EXCERPT TO READ
----

To read Thai messages:

Any browser or email program will have a Character Encoding menu item under the View menu. If you can't read something that you believe was written in Thai, go to the View - Character Encoding menu and select TIS-620. If that doesn't work, then try UTF-8. If neither of those work, then try ISO-8859-11 or Windows-874. If none of these work, then the message was probably not written in Thai.

To create Thai messages (without a Thai keyboard):

Go to http://www.atm.ox.ac.uk/user/iwi/charmap.html, select "0E: Thai, Lao" from the selection box, and begin clicking on Thai letters.

Here is some more detailed information for those who are interested.

There are several character encodings that support Thai. I have my system set to use UTF-8 by default. UTF-8 includes characters for dozens of languages, including Thai. For those of you located in Thailand, your computer is likely using TIS-620 (Thai Industry Standard character encoding) by default. TIS-620 only includes Thai and western characters, what you would see on a standard Thai keyboard. There is also ISO-8859-11 and Microsoft's Windows-874 encoding for the Thai language, both of which are almost identical to TIS-620. UTF-8 and TIS-620 are by far the most common encodings for the Thai language. When I receive emails from Thailand, my friends' computers all use TIS-620, but my system uses UTF-8, so I always have to change the encoding so that I can read their messages. This is perfectly normal.

----

DATA

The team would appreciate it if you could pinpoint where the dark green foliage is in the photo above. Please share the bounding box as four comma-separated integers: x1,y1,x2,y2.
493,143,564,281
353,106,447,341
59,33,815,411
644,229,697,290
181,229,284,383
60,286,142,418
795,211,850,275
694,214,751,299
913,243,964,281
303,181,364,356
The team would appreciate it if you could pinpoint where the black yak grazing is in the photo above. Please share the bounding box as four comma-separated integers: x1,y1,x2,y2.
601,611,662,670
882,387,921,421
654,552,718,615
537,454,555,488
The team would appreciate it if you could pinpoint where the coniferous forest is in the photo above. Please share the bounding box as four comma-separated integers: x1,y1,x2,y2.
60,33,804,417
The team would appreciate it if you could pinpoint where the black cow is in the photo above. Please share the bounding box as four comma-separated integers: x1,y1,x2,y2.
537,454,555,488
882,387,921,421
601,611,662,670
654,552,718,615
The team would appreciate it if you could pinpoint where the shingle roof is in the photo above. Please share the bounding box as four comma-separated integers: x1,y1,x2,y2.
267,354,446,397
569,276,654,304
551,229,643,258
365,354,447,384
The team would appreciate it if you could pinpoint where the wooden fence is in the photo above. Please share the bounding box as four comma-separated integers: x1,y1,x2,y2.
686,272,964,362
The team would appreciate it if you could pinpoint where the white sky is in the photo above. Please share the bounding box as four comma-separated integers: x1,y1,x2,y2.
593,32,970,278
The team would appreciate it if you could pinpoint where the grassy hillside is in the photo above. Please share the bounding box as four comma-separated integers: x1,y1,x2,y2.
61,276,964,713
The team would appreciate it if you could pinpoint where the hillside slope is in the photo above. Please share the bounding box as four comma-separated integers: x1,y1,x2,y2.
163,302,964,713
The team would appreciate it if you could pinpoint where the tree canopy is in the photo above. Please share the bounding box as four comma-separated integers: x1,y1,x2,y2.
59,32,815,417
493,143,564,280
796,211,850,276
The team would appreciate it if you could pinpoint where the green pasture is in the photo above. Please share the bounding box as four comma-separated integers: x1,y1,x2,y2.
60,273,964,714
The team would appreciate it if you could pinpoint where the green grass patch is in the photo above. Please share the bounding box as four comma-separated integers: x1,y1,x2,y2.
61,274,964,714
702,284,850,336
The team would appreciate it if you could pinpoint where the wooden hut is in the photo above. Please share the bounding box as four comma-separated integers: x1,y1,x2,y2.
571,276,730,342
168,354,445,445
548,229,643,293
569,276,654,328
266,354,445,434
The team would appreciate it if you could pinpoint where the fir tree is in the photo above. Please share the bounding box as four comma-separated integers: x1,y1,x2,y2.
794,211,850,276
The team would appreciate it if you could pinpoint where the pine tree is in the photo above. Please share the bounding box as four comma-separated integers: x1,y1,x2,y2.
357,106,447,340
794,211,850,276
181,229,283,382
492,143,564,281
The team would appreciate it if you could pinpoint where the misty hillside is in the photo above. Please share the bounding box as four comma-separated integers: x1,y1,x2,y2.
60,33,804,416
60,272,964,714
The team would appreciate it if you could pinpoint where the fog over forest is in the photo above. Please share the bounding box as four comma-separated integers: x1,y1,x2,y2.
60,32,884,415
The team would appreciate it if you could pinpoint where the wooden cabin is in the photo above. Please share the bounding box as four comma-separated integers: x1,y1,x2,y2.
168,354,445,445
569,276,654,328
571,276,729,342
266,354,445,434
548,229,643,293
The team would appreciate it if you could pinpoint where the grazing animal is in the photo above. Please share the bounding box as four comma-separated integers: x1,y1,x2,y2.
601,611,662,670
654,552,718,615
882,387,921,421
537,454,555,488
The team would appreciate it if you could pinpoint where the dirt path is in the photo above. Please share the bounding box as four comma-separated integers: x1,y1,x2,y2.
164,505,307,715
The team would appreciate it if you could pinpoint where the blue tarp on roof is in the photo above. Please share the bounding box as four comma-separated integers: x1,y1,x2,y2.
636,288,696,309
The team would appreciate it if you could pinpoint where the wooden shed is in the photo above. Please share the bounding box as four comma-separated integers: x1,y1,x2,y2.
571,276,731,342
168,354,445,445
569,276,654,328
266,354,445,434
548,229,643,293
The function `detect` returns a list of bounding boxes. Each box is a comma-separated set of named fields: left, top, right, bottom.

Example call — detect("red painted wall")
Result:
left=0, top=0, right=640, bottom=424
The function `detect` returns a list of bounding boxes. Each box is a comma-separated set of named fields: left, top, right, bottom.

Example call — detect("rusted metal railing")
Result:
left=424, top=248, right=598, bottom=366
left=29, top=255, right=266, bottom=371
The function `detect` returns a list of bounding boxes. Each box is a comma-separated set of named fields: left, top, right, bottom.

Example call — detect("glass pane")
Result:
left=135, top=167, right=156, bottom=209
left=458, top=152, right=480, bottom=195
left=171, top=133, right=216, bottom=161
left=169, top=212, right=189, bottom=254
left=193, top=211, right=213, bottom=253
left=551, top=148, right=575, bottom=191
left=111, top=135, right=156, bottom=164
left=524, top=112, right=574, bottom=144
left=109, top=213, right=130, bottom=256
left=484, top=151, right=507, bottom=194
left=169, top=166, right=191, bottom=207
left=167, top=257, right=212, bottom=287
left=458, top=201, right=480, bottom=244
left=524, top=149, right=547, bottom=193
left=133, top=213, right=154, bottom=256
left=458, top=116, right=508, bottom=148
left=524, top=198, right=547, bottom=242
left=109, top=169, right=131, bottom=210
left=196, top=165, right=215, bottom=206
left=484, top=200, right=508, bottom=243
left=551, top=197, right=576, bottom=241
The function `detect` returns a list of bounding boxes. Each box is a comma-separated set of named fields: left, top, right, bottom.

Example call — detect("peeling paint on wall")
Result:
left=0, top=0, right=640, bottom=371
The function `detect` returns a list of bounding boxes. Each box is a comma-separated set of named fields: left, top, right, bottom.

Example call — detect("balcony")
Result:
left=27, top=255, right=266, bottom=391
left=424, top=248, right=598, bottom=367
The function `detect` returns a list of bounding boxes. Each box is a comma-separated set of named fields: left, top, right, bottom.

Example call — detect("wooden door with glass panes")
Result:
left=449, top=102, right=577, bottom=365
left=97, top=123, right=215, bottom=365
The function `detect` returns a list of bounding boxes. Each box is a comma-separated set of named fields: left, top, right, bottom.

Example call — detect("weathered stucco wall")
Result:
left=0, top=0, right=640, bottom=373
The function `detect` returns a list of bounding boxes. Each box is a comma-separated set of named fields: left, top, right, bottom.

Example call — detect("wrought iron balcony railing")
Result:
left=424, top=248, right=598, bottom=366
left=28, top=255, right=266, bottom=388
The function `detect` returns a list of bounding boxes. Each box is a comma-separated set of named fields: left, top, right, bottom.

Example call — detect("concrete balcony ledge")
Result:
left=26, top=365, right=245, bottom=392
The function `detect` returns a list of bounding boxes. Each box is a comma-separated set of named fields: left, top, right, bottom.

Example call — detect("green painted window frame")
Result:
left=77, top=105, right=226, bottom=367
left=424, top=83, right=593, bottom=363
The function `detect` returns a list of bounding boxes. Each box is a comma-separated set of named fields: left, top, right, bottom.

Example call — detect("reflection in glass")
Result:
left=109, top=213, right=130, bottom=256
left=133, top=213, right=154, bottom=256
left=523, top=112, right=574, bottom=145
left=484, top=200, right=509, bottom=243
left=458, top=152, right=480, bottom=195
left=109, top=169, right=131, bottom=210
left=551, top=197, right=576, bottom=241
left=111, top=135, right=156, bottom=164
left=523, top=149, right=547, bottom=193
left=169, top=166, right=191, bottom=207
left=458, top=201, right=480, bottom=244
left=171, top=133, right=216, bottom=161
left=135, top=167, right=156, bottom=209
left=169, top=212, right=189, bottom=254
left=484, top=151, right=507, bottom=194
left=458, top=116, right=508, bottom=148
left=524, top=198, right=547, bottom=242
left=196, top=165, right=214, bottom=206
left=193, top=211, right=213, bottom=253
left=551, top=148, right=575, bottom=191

----

REQUESTS
- 1) Do these statements agree with the Thai encoding text? Answer yes or no for each, quoting the words that decide it. (a) TIS-620 includes characters for dozens of languages. (b) ISO-8859-11 and Windows-874 are almost identical to TIS-620. (c) The Character Encoding menu item is found under the Edit menu.
- 2) In one to three sentences, explain why, according to the Thai encoding text, the writer always has to change the encoding to read emails from friends in Thailand.

EXERCISE RESULTS
- 1)
(a) No: "TIS-620 only includes Thai and western characters"
(b) Yes: "both of which are almost identical to TIS-620"
(c) No: "a Character Encoding menu item under the View menu"

- 2) The friends' computers all use TIS-620, but the writer's system uses UTF-8. The writer has to change the encoding to read their messages.